● **Brano proposto**:
####################

In Parlamento si discute (ancora) di consumo di suolo. E ora (anche) di rigenerazione urbana e perequazione…

di Alessandro Mortarino.

Le Commissioni congiunte Ambiente e Agricoltura del Senato hanno completato il ciclo di audizioni di Esperti, Enti e Associazioni in merito alla proposta di legge per il contrasto del consumo di suolo. Un lavoro corposo, se pensiamo che in aula sono state raccolte le idee e i contributi tecnici e scientifici di ben 86 soggetti che concorrono ad offrire uno spaccato “enciclopedico” di indubbio valore (molti interventi sono documentati anche per iscritto in questo utile archivio).

####################

● **Record**:
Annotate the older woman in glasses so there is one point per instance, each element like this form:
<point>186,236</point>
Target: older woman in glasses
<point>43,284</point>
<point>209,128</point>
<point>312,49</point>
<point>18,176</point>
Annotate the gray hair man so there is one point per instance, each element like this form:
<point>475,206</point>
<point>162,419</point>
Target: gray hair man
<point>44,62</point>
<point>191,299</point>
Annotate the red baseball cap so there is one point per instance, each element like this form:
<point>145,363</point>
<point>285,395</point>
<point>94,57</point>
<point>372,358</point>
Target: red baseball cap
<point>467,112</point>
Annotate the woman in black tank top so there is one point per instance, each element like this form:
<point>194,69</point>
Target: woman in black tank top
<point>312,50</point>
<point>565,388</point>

####################

● **Consegne**:
[A] Rispondi alle seguenti domande sul brano sul consumo di suolo.
(i) Secondo il titolo, di quali altri temi si discute ora in Parlamento, oltre al consumo di suolo?
(ii) Quali Commissioni del Senato hanno completato il ciclo di audizioni?
(iii) Quanti soggetti hanno offerto in aula idee e contributi tecnici e scientifici?
[B] Prosegui il brano sul consumo di suolo dopo l'ultima frase riportata.

● **Risposte**:
[A]
(i) Di rigenerazione urbana e perequazione.
(ii) Le Commissioni congiunte Ambiente e Agricoltura.
(iii) 86 soggetti.

[B]
Ora, dunque, dovrebbe iniziare la fase più complessa dell’iter legislativo: le Commissioni si trovano in mano ben 17 Proposte di Legge (10 al Senato e 7 alla Camera) e da esse dovrà saltar fuori (come da un cilindro magico…) la norma da tutti noi agognata, frutto dell’omogenea sintesi dei testi attualmente in competizione. I quali, giova ricordarlo, hanno almeno un punto in comune: i “cappelli introduttivi” che precedono i rispettivi articolati e disegnano la situazione di assoluta emergenza del suolo italico. Per poi, purtroppo, offrire come risposta normativa un timido e balbettante “contenimento” o “riduzione” o “limitazione” o “contrasto” del consumo di suolo. Solo una Proposta di Legge, infatti, indica senza indugi la strada maestra dell’ “arresto” e del conseguente riuso dei suoli urbanizzati: ovviamente è quella formulata dal nostro Forum nazionale, recepita e presentata nel marzo dello scorso anno dal Movimento 5 Stelle sia al Senato e sia alla Camera (A.C. n. 63 del 23/3/2018 On. Daga ed altri – A.S. n. 164 del 27/3/2018 On. Nugnes ed altri).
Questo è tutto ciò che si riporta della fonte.